DATASET EXCERPTS:
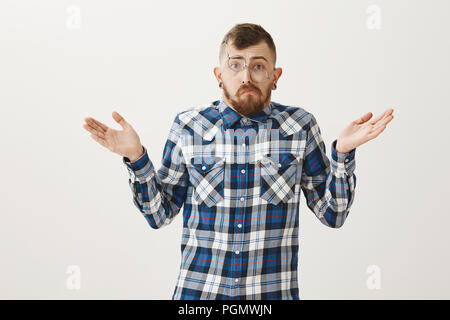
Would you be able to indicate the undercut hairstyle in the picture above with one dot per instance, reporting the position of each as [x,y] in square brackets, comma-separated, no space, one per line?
[244,35]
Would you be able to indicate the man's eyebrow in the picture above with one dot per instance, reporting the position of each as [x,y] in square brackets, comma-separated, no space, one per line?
[254,57]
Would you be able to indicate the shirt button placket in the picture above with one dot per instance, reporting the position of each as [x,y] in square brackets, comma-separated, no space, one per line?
[239,236]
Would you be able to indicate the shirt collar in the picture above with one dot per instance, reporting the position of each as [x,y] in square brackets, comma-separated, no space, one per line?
[230,116]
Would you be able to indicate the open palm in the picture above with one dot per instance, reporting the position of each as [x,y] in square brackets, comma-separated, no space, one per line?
[362,130]
[124,142]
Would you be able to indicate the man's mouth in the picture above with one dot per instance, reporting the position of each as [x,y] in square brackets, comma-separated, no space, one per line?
[249,91]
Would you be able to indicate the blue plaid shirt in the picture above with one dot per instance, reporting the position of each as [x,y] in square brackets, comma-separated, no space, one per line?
[239,179]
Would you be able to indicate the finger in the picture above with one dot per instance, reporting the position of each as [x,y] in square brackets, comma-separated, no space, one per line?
[98,123]
[93,130]
[99,140]
[381,116]
[119,119]
[384,121]
[364,118]
[376,132]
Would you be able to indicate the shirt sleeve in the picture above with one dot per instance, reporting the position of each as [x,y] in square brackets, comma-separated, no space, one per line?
[159,195]
[329,188]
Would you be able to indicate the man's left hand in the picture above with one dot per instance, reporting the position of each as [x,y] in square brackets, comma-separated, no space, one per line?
[360,131]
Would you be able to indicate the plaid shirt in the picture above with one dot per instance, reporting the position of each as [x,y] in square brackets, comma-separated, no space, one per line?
[239,180]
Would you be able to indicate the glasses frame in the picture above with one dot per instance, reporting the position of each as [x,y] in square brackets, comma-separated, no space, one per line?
[246,67]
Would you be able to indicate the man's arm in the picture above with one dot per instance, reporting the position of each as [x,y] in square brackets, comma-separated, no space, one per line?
[329,188]
[160,194]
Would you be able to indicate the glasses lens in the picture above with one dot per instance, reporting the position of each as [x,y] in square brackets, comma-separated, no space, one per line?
[236,64]
[258,70]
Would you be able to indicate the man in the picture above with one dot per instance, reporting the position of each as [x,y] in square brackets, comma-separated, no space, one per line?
[237,165]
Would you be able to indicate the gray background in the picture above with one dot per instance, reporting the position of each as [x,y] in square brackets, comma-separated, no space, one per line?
[65,199]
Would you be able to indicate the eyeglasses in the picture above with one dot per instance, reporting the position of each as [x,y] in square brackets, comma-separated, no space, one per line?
[258,69]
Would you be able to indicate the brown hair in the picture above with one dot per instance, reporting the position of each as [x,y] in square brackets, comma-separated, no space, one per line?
[244,35]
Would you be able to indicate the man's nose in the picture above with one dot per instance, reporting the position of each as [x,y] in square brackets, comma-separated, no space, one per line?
[246,76]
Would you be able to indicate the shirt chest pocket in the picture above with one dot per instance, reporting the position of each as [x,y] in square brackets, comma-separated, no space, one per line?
[206,175]
[278,177]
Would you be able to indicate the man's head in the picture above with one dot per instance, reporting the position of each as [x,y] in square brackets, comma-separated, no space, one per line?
[247,60]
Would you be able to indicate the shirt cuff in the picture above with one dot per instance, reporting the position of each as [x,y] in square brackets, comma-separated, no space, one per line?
[342,162]
[140,170]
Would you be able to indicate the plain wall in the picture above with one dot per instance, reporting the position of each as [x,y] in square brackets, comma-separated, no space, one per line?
[65,200]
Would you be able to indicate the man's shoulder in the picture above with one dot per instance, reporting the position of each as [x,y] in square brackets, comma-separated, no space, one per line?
[192,113]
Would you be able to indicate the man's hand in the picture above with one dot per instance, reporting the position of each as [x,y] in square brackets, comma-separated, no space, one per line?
[360,131]
[125,143]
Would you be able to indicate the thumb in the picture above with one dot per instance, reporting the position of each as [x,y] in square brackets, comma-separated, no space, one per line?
[119,119]
[364,118]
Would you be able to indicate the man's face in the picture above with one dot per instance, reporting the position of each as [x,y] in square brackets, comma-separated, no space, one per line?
[236,84]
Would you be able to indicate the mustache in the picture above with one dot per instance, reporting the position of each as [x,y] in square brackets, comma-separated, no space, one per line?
[246,87]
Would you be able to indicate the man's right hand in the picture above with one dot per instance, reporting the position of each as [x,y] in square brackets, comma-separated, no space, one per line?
[125,142]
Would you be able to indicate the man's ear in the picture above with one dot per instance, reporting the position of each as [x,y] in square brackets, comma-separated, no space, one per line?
[218,73]
[277,74]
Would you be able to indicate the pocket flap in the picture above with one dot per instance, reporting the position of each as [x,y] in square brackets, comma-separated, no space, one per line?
[206,164]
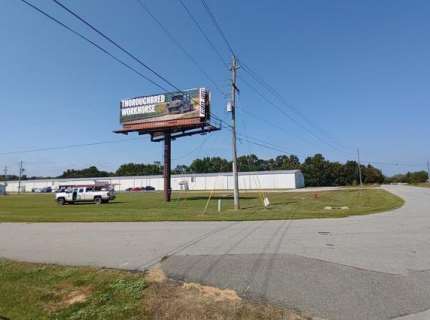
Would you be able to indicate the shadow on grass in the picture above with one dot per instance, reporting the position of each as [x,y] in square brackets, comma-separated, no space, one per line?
[217,197]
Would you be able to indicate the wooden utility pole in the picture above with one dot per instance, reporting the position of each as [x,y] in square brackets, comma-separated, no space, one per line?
[234,68]
[167,165]
[359,167]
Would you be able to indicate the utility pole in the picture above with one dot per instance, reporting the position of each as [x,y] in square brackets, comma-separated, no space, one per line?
[428,170]
[234,68]
[21,171]
[167,165]
[359,167]
[5,179]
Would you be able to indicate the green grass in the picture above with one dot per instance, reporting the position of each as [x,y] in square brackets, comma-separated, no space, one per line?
[47,292]
[190,206]
[33,291]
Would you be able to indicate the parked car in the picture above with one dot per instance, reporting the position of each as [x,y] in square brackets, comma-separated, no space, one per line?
[135,189]
[84,194]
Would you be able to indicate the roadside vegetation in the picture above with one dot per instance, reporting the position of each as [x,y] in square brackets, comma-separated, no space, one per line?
[48,292]
[190,206]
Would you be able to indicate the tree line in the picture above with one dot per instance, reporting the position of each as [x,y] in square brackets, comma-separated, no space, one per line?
[317,170]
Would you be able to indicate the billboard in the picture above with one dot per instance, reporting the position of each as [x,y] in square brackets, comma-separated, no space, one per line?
[167,109]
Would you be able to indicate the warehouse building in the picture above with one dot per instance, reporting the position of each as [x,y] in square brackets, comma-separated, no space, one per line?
[282,179]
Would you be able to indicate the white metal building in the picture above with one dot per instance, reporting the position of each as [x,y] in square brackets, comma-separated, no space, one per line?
[282,179]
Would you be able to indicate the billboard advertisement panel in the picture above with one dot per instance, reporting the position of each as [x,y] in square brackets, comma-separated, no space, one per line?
[170,107]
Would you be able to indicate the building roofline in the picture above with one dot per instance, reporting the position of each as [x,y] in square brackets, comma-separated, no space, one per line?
[215,174]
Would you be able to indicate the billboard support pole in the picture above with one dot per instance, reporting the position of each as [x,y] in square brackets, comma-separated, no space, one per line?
[167,165]
[234,68]
[359,168]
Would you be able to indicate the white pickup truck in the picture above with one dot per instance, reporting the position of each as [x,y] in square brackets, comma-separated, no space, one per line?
[84,194]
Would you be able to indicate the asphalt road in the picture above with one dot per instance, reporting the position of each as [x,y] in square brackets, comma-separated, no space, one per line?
[363,267]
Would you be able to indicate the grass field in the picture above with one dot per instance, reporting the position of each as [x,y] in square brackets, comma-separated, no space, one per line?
[190,206]
[44,292]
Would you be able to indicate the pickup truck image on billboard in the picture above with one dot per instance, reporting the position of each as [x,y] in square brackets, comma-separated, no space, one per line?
[193,103]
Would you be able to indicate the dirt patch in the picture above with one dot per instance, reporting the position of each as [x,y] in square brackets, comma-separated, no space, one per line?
[212,293]
[77,296]
[65,297]
[172,300]
[155,275]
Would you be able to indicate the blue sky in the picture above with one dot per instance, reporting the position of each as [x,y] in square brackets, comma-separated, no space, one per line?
[358,70]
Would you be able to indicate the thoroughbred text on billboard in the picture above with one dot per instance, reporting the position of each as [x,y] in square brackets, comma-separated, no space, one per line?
[143,101]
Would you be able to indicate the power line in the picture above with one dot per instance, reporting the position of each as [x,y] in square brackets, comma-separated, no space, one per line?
[288,115]
[270,123]
[93,44]
[202,31]
[67,146]
[217,26]
[103,50]
[179,45]
[116,44]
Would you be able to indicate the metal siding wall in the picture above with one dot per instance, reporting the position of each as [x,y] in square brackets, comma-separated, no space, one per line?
[275,180]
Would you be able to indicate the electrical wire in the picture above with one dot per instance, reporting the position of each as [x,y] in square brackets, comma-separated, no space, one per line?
[80,35]
[180,46]
[217,26]
[116,44]
[289,116]
[276,94]
[68,146]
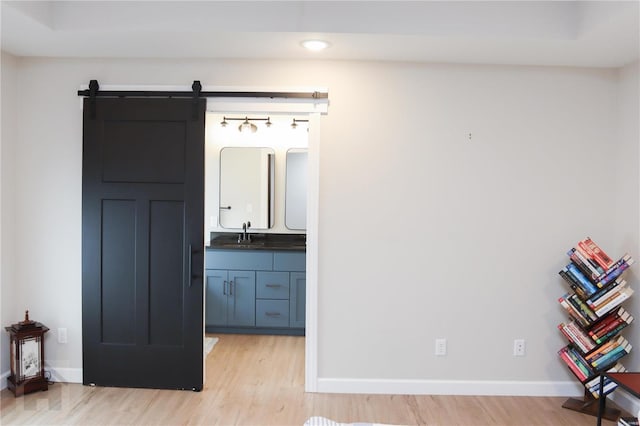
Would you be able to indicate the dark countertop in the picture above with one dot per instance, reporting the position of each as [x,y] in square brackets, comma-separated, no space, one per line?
[293,242]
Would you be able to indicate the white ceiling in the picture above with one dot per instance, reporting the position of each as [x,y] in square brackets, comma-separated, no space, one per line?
[566,33]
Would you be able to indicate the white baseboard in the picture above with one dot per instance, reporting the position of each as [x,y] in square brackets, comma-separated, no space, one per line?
[65,375]
[3,379]
[449,387]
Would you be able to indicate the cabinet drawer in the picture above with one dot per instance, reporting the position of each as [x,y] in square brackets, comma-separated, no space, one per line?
[272,313]
[272,285]
[245,260]
[295,261]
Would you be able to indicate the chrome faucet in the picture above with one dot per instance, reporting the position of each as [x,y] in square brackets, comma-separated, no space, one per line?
[245,236]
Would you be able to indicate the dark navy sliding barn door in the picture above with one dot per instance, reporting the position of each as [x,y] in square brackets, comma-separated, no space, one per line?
[142,241]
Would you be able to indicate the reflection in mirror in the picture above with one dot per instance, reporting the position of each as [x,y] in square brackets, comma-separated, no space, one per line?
[246,187]
[295,216]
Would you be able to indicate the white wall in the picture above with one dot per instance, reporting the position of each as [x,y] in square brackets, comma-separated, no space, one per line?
[9,312]
[627,207]
[280,136]
[423,232]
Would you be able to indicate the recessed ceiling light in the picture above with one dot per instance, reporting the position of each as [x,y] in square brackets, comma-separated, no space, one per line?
[315,45]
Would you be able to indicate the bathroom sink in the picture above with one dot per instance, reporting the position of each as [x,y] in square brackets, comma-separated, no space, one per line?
[260,242]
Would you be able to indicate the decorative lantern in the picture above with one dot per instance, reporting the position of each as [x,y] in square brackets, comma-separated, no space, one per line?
[27,357]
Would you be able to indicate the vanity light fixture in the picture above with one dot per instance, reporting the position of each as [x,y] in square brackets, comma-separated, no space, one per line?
[246,125]
[315,45]
[294,125]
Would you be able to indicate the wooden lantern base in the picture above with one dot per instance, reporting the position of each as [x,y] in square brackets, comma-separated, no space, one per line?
[28,386]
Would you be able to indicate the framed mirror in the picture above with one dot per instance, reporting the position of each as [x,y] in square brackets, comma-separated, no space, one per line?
[246,187]
[295,216]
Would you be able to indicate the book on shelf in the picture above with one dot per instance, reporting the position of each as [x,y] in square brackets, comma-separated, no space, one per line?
[593,385]
[628,421]
[577,336]
[591,270]
[606,348]
[573,283]
[573,311]
[622,295]
[576,363]
[616,352]
[588,287]
[596,318]
[606,292]
[611,326]
[595,252]
[615,273]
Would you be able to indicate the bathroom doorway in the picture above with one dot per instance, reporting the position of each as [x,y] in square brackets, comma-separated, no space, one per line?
[307,125]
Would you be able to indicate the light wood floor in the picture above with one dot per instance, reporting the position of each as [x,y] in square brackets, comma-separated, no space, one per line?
[258,380]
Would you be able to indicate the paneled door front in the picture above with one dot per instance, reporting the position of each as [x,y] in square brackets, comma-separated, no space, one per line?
[142,242]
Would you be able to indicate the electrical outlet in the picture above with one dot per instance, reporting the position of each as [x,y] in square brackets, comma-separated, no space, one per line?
[441,347]
[519,347]
[62,335]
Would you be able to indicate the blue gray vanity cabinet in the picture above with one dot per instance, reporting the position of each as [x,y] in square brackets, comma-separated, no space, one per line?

TASK BRIEF:
Output exactly the lines from the one holding "Would you be able to indicate the paneled" to the end of the material above, with both ends included.

ANSWER SECTION:
Would you be able to indicate the paneled door front in the picture above with one dot per instance, reporting the position of each as [x,y] in square brackets, comma-separated, no space, one per line?
[142,242]
Would you be able to indicate the electrical outlet in the picture above with one dot per instance, reporting the position of each as [x,y] in square brackets, comma-separated, no space, one per line?
[441,347]
[519,347]
[62,335]
Would you be able to indicate the blue gray vanity cabinet in the picture above with one dot per instance, reporting the position of each as [x,y] in square brackets, comma-separated, no space, one per line?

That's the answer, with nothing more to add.